Text passage ->
:::::

Reputation: 17038
I'm trying to parse a very large file using FParsec. The file's size is 61GB, which is too big to hold in RAM, so I'd like to generate a sequence of results (i.e. seq<'Result>), rather than a list, if possible. Can this be done with FParsec? (I've come up with a jerry-rigged implementation that actually does this, but it doesn't work well in practice due to the O(n) performance of CharStream.Seek.)
The file is line-oriented (one record per line), which should make it possible in theory to parse in batches of, say, 1000 records at a time. The FParsec "Tips and tricks" section says:
If you’re dealing with large input files or very slow parsers, it might also be worth trying to parse multiple sections within a single file in parallel. For this to be efficient there must be a fast way to find the start and end points of such sections. For example, if you are parsing a large serialized data structure, the format might allow you to easily skip over segments within the file, so that you can chop up the input into multiple independent parts that can be parsed in parallel. Another example could be a programming languages whose grammar makes it easy to skip over a complete class or function definition, e.g. by finding the closing brace or by interpreting the indentation. In this case it might be worth not to parse the definitions directly when they are encountered, but instead to skip over them, push their text content into a queue and then to process that queue in parallel.

:::::

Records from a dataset

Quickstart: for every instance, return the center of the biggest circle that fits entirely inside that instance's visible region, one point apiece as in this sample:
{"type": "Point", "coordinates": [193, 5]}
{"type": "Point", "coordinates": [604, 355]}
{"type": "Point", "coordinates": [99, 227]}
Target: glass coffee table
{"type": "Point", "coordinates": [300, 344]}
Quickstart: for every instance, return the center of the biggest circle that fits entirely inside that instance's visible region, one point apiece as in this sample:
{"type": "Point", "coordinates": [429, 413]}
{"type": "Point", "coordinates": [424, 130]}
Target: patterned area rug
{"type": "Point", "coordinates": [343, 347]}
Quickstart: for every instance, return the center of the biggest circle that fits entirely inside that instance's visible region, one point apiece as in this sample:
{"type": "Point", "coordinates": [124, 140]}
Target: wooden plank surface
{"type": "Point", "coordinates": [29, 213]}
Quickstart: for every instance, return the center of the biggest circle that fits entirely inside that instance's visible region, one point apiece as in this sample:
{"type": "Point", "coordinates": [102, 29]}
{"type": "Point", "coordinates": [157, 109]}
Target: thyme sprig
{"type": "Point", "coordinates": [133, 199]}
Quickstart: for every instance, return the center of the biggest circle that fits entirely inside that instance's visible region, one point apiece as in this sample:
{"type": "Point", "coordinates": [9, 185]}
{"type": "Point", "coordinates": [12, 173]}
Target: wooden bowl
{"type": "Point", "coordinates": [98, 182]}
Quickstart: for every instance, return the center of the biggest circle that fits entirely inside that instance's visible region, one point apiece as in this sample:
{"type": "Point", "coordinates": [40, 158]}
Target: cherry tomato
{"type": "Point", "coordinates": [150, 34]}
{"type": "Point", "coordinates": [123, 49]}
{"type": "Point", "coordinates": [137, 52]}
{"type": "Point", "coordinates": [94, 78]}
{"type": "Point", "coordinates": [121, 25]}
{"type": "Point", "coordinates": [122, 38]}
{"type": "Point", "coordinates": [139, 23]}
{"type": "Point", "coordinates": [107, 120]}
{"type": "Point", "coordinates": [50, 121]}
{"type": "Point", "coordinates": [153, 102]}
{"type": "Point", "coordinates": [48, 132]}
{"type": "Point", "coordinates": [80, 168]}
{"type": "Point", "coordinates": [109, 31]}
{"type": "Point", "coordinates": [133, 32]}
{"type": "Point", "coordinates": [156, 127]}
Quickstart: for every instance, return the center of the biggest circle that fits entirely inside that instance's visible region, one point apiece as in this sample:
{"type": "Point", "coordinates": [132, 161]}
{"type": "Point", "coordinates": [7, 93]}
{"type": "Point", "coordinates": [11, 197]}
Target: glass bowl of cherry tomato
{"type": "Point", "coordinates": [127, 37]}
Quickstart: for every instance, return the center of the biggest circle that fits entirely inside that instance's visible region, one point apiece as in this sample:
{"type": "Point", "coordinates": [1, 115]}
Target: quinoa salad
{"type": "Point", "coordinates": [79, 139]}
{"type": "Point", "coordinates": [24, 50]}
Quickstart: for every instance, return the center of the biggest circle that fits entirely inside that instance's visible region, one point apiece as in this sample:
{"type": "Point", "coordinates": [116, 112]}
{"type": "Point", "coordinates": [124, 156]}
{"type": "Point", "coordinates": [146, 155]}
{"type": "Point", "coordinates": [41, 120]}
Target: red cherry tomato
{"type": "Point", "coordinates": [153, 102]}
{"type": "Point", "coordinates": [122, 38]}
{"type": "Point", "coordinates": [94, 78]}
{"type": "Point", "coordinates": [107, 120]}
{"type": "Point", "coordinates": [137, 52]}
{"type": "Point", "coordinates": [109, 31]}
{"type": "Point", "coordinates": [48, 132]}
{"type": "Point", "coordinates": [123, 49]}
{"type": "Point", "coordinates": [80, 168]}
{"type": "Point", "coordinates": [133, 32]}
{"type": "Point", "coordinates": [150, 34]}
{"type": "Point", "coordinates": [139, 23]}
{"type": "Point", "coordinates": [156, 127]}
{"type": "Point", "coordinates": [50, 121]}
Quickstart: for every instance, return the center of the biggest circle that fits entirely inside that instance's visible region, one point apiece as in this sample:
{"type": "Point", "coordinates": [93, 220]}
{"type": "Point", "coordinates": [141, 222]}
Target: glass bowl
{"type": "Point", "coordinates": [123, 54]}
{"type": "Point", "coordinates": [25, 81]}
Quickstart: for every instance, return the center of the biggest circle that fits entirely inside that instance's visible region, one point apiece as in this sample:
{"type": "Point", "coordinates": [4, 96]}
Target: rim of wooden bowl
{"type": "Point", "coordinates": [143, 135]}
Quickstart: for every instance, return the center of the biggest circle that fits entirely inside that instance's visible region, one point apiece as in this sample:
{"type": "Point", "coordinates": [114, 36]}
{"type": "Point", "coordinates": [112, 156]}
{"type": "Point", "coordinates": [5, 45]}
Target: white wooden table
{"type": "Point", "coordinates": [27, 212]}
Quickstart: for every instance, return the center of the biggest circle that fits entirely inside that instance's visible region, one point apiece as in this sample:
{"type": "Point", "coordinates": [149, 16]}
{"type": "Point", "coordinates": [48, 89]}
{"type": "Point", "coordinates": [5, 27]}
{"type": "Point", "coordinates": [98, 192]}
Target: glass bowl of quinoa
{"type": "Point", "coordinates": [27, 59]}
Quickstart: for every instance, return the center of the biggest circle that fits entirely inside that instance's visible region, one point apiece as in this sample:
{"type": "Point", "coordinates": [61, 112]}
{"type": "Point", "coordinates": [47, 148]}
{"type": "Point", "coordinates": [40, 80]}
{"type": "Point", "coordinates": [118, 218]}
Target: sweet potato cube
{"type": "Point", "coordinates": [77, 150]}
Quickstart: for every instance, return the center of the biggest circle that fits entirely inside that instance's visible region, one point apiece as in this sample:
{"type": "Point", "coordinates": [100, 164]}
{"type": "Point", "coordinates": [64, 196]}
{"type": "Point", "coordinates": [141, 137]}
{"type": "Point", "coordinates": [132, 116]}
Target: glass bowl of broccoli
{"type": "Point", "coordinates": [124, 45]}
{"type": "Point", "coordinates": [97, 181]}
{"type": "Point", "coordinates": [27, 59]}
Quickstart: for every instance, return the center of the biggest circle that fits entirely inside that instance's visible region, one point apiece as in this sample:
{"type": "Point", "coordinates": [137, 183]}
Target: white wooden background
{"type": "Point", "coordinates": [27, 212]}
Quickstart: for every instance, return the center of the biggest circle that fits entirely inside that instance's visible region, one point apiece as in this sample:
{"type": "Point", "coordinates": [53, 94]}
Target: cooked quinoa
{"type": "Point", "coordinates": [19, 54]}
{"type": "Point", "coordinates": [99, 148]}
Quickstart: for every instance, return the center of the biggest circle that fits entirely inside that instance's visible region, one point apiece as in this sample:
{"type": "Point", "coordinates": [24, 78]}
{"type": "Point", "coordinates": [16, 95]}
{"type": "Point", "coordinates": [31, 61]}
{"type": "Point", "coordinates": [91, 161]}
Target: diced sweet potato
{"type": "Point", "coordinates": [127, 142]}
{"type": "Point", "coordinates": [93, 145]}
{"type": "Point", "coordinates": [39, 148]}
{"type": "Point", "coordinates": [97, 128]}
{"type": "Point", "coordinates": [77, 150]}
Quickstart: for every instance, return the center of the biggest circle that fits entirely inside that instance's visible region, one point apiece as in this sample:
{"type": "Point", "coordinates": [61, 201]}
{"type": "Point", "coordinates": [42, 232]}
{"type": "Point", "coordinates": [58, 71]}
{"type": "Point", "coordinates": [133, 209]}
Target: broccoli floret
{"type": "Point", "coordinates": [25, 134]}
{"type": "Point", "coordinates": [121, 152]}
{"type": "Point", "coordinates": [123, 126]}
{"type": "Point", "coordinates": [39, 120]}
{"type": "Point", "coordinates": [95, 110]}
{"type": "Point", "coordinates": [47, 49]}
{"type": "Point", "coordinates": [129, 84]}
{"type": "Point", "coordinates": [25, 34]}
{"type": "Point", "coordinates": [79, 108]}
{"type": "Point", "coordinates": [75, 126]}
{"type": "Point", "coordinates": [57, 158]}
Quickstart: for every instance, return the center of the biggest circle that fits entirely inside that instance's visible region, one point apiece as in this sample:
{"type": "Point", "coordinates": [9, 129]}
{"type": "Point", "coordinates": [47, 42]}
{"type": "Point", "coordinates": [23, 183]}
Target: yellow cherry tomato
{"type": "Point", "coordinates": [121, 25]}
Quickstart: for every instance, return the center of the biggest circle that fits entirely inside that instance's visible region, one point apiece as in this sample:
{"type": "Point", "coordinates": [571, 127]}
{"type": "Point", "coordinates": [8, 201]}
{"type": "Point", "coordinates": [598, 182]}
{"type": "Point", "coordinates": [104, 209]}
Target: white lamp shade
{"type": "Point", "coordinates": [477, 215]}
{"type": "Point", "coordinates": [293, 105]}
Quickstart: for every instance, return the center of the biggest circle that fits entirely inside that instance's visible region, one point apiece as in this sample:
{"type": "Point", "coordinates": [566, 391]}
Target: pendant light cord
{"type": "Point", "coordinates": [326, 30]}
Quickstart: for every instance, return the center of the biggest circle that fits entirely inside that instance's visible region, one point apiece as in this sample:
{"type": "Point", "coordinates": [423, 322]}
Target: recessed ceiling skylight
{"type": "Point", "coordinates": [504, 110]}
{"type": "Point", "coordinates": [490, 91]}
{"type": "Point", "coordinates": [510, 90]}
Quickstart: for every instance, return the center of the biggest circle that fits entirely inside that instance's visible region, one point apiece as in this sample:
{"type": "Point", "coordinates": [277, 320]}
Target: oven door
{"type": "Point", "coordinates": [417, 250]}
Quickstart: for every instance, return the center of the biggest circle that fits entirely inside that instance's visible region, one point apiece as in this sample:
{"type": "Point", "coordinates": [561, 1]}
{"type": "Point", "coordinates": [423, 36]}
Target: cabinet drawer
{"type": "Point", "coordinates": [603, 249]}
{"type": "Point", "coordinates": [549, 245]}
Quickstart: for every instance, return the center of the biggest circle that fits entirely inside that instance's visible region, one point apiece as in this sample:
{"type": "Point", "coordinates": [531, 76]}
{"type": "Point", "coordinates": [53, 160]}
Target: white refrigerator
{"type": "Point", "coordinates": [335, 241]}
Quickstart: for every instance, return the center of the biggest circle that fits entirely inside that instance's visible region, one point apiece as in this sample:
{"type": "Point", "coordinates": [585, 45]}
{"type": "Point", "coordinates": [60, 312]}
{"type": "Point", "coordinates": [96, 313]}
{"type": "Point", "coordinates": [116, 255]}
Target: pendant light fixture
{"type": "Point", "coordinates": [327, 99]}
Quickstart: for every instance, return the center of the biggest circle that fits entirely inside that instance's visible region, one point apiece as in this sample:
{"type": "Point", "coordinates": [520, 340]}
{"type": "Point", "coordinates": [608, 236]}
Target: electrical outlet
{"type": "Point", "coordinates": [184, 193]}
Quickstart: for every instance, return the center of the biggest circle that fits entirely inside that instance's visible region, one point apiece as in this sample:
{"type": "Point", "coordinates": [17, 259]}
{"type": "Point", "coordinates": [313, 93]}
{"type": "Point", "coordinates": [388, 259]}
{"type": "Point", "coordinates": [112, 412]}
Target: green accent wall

:::::

Problem to solve ->
Pick up the forum post about parsing a 61GB file with FParsec and carry it on past its final sentence.

Response ->
This sounds perfect for me: I'd like to pre-parse each batch of records into a queue, and then finish parsing them in parallel later. However, I don't know how to accomplish this with the FParsec API. How can I create such a queue without using up all my RAM?
FWIW, the file I'm trying to parse is here if anyone wants to give it a try with me. :)
Upvotes: 4
Views: 974
Reputation: 3838
The "obvious" thing that comes to mind, would be pre-processing the file using something like File.ReadLines and then parsing one line at a time.
If this doesn't work (your PDF looked, like a record is a few lines long), then you can make a seq of records or 1000 records or something like that using normal FileStream reading. This would not need to know details of the record, but it would be convenient, if you can at least delimit the records.
Either way, you end up with a lazy seq that the parser can then read.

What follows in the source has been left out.